**Task directions**: Restate the last part of the records below word for word, beginning at the line with "Agricultural drone survey: scan the aerial photo for crowd" and ending at the final line.
[[ Records supplied open ]]
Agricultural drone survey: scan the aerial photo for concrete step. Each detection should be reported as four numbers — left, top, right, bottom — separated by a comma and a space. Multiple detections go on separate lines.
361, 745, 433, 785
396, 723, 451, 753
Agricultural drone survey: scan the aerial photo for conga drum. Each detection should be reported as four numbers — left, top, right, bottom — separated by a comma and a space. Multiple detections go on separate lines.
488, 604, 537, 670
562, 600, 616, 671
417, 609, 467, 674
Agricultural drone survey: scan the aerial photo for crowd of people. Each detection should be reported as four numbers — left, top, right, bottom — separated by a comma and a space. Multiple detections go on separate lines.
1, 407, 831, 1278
[[ Records supplied closed ]]
**Output of the exercise**:
Agricultural drone survey: scan the aerial photo for crowd of people. Each detection should be reported as four numbers — left, top, right, bottom — separated by a comma and a space. Multiple detections go on separate lines.
1, 407, 831, 1278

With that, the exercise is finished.